| Required work |
Please retype the records below exactly as they appear, but leave out the pictures.

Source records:
=====
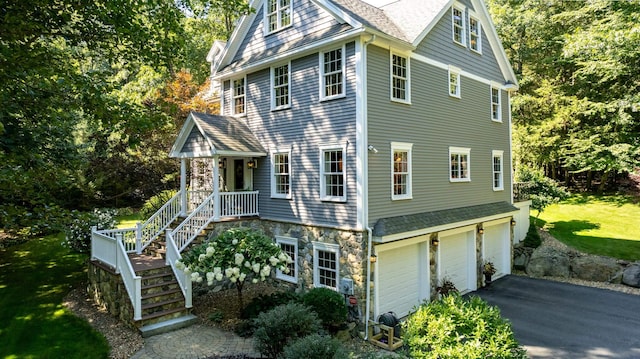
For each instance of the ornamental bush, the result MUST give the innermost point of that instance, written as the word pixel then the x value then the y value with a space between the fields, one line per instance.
pixel 329 305
pixel 282 325
pixel 78 231
pixel 315 346
pixel 239 255
pixel 457 328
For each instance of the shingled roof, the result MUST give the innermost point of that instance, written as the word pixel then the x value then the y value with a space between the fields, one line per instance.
pixel 400 224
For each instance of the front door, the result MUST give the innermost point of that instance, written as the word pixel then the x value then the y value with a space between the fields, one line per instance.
pixel 238 167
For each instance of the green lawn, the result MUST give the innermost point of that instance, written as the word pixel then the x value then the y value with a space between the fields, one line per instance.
pixel 34 278
pixel 604 225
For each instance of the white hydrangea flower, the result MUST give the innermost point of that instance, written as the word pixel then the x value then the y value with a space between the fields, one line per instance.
pixel 239 258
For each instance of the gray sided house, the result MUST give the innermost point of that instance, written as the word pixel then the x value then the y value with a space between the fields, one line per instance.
pixel 370 138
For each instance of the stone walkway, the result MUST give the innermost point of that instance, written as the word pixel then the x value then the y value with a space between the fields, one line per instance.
pixel 196 341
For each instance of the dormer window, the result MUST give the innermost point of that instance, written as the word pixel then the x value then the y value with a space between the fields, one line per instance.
pixel 278 15
pixel 458 17
pixel 475 35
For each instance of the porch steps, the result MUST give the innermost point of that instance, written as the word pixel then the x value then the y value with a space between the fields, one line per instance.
pixel 163 305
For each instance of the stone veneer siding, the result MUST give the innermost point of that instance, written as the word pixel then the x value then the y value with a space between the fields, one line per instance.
pixel 107 290
pixel 353 249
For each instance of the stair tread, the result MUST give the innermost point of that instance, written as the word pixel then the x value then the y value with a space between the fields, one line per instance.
pixel 164 302
pixel 159 294
pixel 162 313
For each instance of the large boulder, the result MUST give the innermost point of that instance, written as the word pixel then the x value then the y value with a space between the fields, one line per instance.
pixel 594 268
pixel 549 261
pixel 631 275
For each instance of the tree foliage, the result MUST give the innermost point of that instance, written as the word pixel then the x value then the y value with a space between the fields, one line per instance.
pixel 578 107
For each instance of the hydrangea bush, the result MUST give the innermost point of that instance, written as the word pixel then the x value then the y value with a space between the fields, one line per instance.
pixel 78 232
pixel 239 255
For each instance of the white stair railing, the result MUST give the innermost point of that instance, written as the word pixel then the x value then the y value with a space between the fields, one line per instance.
pixel 184 280
pixel 189 229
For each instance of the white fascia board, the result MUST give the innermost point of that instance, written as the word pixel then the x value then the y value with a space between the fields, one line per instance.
pixel 301 51
pixel 440 228
pixel 182 137
pixel 496 44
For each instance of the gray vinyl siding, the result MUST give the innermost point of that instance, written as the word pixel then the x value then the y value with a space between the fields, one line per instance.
pixel 310 23
pixel 195 142
pixel 432 123
pixel 439 45
pixel 306 126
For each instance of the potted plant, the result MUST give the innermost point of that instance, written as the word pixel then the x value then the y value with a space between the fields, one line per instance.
pixel 488 269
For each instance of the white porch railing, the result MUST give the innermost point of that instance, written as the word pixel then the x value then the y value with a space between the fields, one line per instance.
pixel 238 204
pixel 173 255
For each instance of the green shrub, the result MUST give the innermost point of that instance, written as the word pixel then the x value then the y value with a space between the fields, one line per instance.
pixel 532 239
pixel 329 305
pixel 458 328
pixel 78 232
pixel 282 325
pixel 264 303
pixel 153 204
pixel 315 346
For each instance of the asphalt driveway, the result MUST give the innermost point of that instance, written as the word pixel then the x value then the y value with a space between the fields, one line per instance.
pixel 565 321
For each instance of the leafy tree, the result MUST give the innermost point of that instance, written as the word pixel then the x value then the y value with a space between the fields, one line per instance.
pixel 238 255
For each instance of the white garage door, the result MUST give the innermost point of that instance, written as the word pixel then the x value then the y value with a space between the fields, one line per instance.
pixel 496 247
pixel 402 279
pixel 457 260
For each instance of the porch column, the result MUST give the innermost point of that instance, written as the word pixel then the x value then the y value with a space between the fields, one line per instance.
pixel 183 186
pixel 216 189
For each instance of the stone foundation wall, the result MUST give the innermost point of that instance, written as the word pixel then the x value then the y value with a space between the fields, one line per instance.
pixel 353 249
pixel 107 290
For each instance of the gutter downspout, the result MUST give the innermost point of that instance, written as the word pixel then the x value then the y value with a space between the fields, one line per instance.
pixel 366 191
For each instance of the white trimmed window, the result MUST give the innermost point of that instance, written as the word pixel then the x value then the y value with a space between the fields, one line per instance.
pixel 239 96
pixel 458 19
pixel 281 174
pixel 290 247
pixel 401 170
pixel 475 34
pixel 459 159
pixel 326 265
pixel 498 181
pixel 400 87
pixel 333 176
pixel 277 15
pixel 454 82
pixel 496 108
pixel 332 78
pixel 280 92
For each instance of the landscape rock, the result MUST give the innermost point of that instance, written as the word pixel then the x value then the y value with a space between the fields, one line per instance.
pixel 594 268
pixel 631 275
pixel 548 261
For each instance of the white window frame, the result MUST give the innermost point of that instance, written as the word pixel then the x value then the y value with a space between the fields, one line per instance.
pixel 274 183
pixel 406 79
pixel 497 105
pixel 287 276
pixel 323 174
pixel 460 151
pixel 402 147
pixel 329 248
pixel 278 12
pixel 454 72
pixel 324 75
pixel 477 36
pixel 462 26
pixel 235 96
pixel 274 87
pixel 500 172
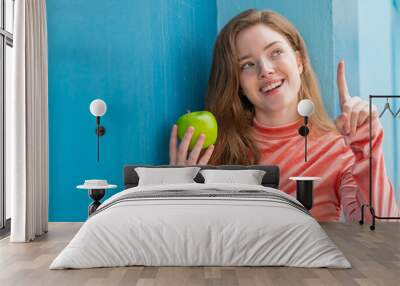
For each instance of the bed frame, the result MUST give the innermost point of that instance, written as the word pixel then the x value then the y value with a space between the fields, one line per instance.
pixel 270 179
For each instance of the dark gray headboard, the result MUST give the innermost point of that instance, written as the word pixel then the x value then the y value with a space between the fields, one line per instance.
pixel 270 179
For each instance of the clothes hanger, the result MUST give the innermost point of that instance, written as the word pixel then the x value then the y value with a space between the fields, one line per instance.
pixel 397 113
pixel 387 107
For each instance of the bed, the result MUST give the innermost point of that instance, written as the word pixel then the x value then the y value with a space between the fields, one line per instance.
pixel 201 224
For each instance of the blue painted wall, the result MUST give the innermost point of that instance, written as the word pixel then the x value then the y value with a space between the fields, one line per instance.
pixel 378 52
pixel 149 60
=====
| Result of the task |
For each instance of the ornamental bush, the result MUST give the innermost point of that instance, written as the word pixel then the x value then the y value with a space between the fields, one line per instance.
pixel 329 305
pixel 282 325
pixel 78 231
pixel 315 346
pixel 239 255
pixel 457 328
For each instance of the shingled roof, the result MUST give the innermost point of that instance, written as the word pixel then the x value then the y value with a space between the fields, one line per instance.
pixel 400 224
For each instance of the front door, the result MUST give the innermost point of that instance, written as the word pixel then the x value then the y value with a space between the fields, one line per instance.
pixel 238 167
For each instance of the green lawn, the result MUST give the innermost point of that instance, written as the word pixel then the x value then the y value with a space between the fields, one line per instance.
pixel 34 278
pixel 604 225
For each instance of the white hydrangea flower, the result MUST give the innermost point of that instance, written as the word pixel then the x value then the y value with a space between the fields, one line per instance.
pixel 239 258
For each instance of the gray sided house, the result MUST give the innermost point of that instance, written as the word pixel then the x value then the y value with a space between the fields, one line per instance.
pixel 370 138
For each instance of the stone walkway, the result MUST give the innermost point of that instance, written as the word pixel then the x value then the y value with a space between the fields, one line per instance.
pixel 196 341
For each instance of the dormer window, the result MUST give the innermost point of that instance, written as the word pixel then the x value then the y value with a space between the fields, one line per instance.
pixel 278 15
pixel 458 17
pixel 475 35
For each instance of the porch steps, the result MUST give the innermost point of that instance, written as the word pixel then the x value then the y value with a space between the fields, one line per instance.
pixel 163 305
For each instance of the stone veneer siding, the result MUST give the innermost point of that instance, written as the word pixel then the x value then the y value with a space between the fields, one line per instance.
pixel 107 290
pixel 353 249
For each instance of the stair tread, the result MUST give the innermost point of that instance, written as the word pixel then the x value then the y value with a space between the fields, one line per instance.
pixel 164 302
pixel 159 294
pixel 162 313
For each instance of the large boulder, the result MUST give the innermost point of that instance, written as the word pixel then the x value then the y value with a space between the fields, one line per instance.
pixel 594 268
pixel 549 261
pixel 631 275
For each instance of the tree foliage, the result MUST give the innermost point of that instance, written as the word pixel then the x value then the y value with a space between the fields, one line per instance.
pixel 578 107
For each instance of the hydrangea bush, the result MUST give the innermost point of that instance, written as the word pixel then the x value then the y value with a space between the fields, one line per instance.
pixel 78 232
pixel 239 255
For each instance of the white stair railing, the result MUST give the innermost point of that instance, written as the word pixel then the x value then the y value with a space between the fields, one line per instance.
pixel 184 280
pixel 189 229
For each instance of the white fascia board, the result MUST give the innermost point of that instance, written as the word pixel then the x value then the y value with a space between the fields, one line per instance.
pixel 301 51
pixel 440 228
pixel 182 137
pixel 496 44
For each instance of the gray vinyl siding, the result MUST give the innermost point of that instance, written as the word pixel then the x value then the y value with a space between the fields, one line per instance.
pixel 310 23
pixel 195 142
pixel 432 123
pixel 439 45
pixel 306 126
For each instance of the potted plant, the result MUST give the innermost point of that instance, written as the word pixel then the x value then the y value with a space between the fields, one line per instance.
pixel 488 269
For each instance of the white porch railing, the result MUST give the innermost point of that instance, written as the word pixel then the x value then the y value with a space between the fields, one line per instance.
pixel 238 204
pixel 173 255
For each instance of the green shrub, the result MUST give the innermost point of that instance, written as the word pixel then the x value then the y value with a space between the fields, one line per instance.
pixel 532 239
pixel 329 305
pixel 458 328
pixel 78 232
pixel 282 325
pixel 264 303
pixel 153 204
pixel 315 346
For each instance of the asphalt driveway, the result MUST give the innermost point of that instance, written as the word pixel then the x value then the y value with a space between the fields, one line per instance.
pixel 565 321
For each instance of the leafy tree, the result MUST give the innermost point of that instance, written as the word pixel then the x value then the y value with a space between the fields, one line per instance.
pixel 238 255
For each instance of the white garage door, the result MUST give the innermost point of that instance, written as the word pixel then the x value then the y value with a space between the fields, one line per instance.
pixel 496 247
pixel 402 279
pixel 457 260
For each instance of the porch column, the result MUST give the innermost point of that instance, written as the word pixel then the x value then the y value with a space between the fields, one line per instance.
pixel 183 186
pixel 216 189
For each instance of the stone foundation wall, the result MUST give the innermost point of that instance, written as the word pixel then the x value then the y value with a space between the fields, one line per instance.
pixel 353 249
pixel 107 290
For each instance of the gutter downspout, the result MUST give the innermost point of that instance, written as the word pixel then the x value then the y value with a space between the fields, one line per instance.
pixel 366 191
For each instance of the white trimmed window, the result MUST give the innermost point of that instance, written as the word pixel then the x value then the y value with a space between the fields, one line per instance.
pixel 239 96
pixel 458 19
pixel 281 174
pixel 290 247
pixel 401 170
pixel 475 34
pixel 459 159
pixel 326 265
pixel 498 181
pixel 400 87
pixel 333 176
pixel 277 15
pixel 454 82
pixel 496 108
pixel 332 78
pixel 280 92
For each instance of the landscape rock, the result MUST give the innermost point of that instance, written as the word pixel then the x value then the y value with a space between the fields, one line per instance.
pixel 594 268
pixel 631 275
pixel 548 261
For each instance of the white window frame, the result MUST give the innermost point of that instance, written as the word pixel then the x value then the y value with a space between the fields, one line per instance.
pixel 274 183
pixel 406 79
pixel 497 105
pixel 287 276
pixel 323 174
pixel 460 151
pixel 402 147
pixel 329 248
pixel 278 12
pixel 454 72
pixel 324 75
pixel 477 36
pixel 462 26
pixel 235 96
pixel 274 87
pixel 500 172
For each instance of the bed frame, the result MUST give the innermost point of that instance, written as the word pixel then the x value then the y value with a space between the fields, one line per instance.
pixel 270 179
For each instance of the dark gray headboard, the result MUST give the innermost point of that instance, written as the word pixel then the x value then the y value with a space between the fields, one line per instance.
pixel 270 179
For each instance of the clothes hanger, the result MUST give the innermost point of that instance, written as the word pixel then the x value then the y value with a space between the fields, one line per instance.
pixel 397 113
pixel 387 107
For each instance of the bed, the result MUST give the innermost point of that instance, written as the word pixel then the x value then the y value with a space between the fields, one line per instance.
pixel 201 224
For each instance of the blue painted wall, the result MUST give the innermost point of that instance, written as the word pixel then the x value then the y value with a space between the fields, one line per instance.
pixel 378 52
pixel 149 60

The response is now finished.